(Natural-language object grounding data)
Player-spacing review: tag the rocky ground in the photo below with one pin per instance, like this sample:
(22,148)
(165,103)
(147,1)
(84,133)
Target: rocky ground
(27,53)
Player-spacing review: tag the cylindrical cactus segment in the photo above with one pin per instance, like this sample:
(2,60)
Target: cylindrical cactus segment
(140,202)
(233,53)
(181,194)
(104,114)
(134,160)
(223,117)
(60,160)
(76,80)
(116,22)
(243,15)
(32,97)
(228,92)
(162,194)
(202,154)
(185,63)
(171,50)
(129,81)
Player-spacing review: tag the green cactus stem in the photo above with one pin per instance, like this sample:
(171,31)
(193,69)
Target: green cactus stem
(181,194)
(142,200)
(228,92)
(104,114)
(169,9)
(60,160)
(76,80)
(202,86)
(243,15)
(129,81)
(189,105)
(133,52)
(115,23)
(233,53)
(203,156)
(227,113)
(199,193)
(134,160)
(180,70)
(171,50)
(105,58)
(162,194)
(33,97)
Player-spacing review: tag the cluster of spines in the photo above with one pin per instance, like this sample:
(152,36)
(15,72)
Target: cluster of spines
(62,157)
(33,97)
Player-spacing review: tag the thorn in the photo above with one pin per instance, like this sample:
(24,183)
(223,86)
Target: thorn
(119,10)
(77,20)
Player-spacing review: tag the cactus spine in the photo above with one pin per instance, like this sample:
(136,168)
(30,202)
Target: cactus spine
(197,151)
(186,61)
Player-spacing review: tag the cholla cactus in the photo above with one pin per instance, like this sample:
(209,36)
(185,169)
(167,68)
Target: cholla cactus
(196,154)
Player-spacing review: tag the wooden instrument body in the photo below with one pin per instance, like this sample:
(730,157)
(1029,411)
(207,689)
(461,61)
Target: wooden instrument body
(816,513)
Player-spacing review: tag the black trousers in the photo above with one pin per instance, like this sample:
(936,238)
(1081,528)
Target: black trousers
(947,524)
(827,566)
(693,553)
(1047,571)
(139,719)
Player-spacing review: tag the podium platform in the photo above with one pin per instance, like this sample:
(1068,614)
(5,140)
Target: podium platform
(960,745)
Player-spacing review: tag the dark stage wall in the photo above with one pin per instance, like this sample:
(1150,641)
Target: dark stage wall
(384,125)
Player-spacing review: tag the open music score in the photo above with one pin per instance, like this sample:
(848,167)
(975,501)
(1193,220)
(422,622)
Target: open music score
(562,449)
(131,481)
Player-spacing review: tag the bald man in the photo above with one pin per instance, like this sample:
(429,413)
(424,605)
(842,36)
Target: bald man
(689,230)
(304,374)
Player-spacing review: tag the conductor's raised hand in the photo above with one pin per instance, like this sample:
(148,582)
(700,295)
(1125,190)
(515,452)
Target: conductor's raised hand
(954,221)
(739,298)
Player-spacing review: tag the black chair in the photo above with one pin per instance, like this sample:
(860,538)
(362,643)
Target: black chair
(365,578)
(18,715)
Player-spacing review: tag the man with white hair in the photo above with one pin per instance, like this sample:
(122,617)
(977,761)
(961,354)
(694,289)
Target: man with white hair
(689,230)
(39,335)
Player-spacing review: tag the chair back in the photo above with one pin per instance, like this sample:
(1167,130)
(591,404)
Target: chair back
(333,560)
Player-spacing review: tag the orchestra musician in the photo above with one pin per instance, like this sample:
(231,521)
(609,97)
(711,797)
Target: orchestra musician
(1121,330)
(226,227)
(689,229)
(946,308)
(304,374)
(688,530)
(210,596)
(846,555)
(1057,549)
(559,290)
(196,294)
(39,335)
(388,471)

...

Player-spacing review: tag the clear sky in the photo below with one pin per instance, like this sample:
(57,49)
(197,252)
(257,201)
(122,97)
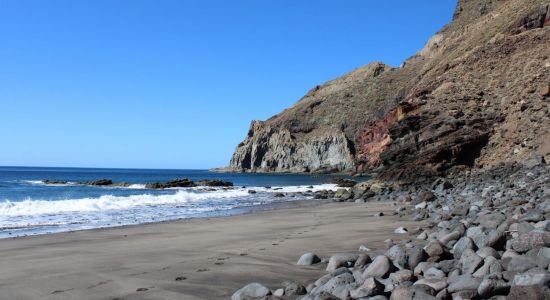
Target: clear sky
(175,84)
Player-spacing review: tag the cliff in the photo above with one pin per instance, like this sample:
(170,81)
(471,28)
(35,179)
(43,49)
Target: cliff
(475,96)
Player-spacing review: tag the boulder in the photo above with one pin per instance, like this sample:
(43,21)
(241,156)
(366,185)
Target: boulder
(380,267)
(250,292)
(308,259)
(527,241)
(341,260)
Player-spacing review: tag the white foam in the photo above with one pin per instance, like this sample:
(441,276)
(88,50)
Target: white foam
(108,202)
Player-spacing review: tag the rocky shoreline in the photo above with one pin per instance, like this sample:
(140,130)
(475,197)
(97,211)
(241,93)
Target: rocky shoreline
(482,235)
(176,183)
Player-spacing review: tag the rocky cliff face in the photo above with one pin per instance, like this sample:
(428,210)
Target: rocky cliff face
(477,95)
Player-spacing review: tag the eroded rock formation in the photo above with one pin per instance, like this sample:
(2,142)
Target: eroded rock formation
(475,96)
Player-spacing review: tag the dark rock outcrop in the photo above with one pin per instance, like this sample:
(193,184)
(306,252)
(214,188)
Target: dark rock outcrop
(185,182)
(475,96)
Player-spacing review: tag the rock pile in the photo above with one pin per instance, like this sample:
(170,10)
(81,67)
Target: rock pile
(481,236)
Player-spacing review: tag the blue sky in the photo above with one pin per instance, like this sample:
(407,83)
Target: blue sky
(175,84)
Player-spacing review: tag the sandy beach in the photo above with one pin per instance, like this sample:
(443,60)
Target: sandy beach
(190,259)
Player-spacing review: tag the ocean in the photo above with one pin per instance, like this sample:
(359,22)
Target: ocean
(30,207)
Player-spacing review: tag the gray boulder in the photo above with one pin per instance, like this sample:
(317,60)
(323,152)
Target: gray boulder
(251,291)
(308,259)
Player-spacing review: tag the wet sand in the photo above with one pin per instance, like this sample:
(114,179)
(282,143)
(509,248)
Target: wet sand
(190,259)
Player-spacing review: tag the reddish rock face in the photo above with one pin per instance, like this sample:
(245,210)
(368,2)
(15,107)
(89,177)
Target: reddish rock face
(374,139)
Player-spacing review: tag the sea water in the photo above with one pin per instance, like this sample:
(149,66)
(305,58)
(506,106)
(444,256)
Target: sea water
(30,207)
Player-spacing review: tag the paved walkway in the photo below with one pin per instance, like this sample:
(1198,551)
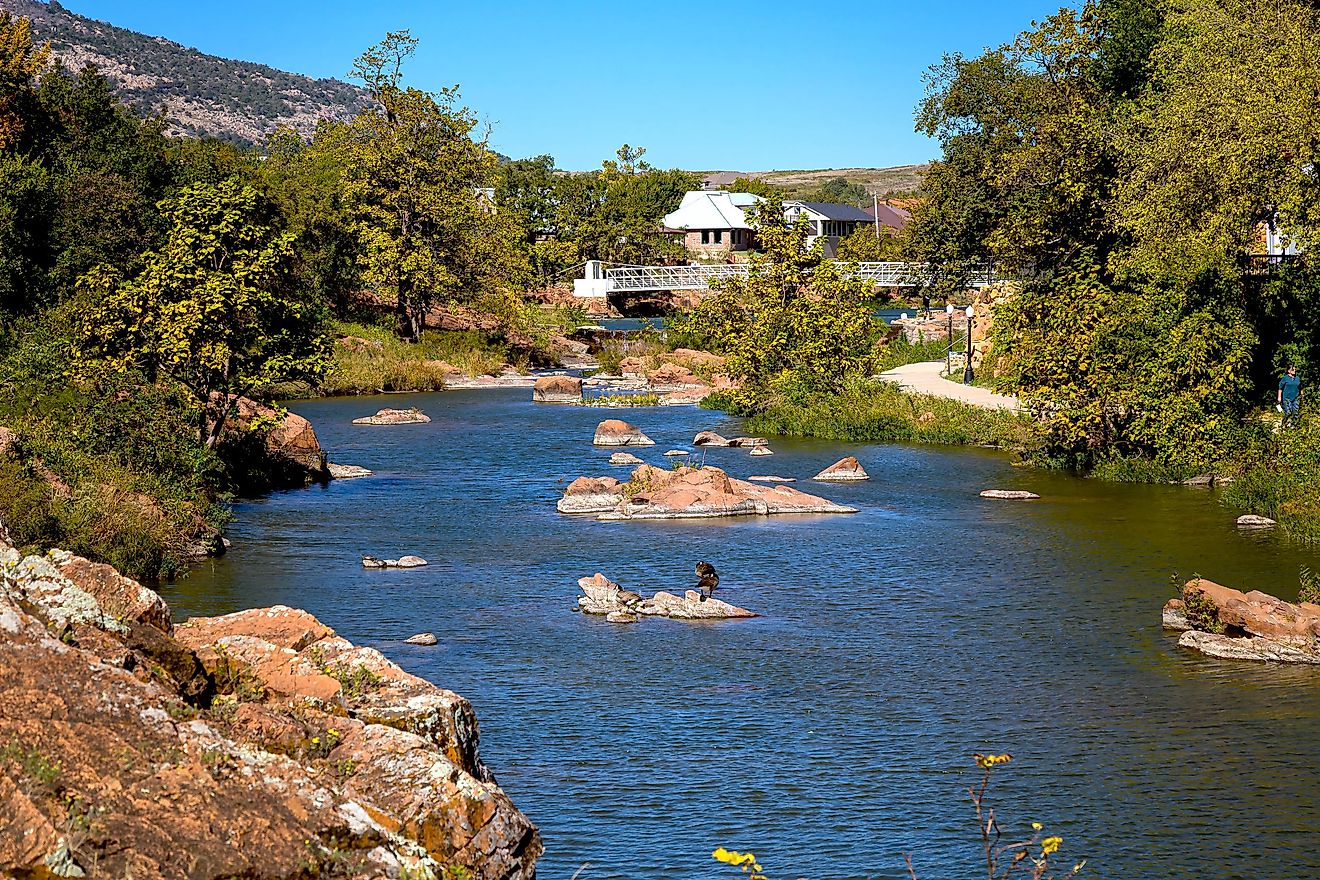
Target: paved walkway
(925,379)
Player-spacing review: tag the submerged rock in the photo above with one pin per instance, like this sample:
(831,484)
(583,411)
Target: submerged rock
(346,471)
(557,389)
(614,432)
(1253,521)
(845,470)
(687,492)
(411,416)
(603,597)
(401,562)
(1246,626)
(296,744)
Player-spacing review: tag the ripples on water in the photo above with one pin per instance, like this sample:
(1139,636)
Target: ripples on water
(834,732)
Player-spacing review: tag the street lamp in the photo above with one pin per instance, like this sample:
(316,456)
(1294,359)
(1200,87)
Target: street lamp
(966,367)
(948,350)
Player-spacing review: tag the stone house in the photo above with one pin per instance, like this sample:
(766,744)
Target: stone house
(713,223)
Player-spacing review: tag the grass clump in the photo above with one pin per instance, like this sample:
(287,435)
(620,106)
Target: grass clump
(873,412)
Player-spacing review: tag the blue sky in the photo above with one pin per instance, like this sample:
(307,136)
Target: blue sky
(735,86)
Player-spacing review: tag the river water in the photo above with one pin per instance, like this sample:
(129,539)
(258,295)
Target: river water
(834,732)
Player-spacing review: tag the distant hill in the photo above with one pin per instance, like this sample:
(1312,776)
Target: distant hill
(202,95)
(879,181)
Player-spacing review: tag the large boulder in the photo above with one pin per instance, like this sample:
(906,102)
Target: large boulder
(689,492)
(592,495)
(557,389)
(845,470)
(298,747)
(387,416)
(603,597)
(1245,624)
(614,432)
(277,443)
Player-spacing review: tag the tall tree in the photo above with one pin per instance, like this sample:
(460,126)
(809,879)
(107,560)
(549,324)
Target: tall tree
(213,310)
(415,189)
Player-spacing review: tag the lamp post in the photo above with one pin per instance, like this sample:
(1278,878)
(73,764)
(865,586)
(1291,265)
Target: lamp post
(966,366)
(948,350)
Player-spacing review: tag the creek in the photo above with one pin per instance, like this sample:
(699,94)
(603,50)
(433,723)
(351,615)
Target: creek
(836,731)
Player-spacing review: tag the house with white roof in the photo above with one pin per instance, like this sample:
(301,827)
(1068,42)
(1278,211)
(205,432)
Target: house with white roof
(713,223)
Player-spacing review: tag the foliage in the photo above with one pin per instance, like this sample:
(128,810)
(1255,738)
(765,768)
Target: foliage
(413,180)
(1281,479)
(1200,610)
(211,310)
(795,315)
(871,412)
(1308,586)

(THE PROBLEM):
Match on "below": copy every line in the records that has it.

(EXERCISE RESPONSE):
Player-spacing review: tag the rocky ground in the photo below with one pin per instance, like this sample:
Player-spacing review: tag the wooden instrument body in the photo below with one pin per instance, like this sample:
Player-spacing review: tag the clear sky in the photo below with one pin per instance, like this sample:
Player-spacing review: tag the paved walkway in the photo below with one pin per instance, like this sample:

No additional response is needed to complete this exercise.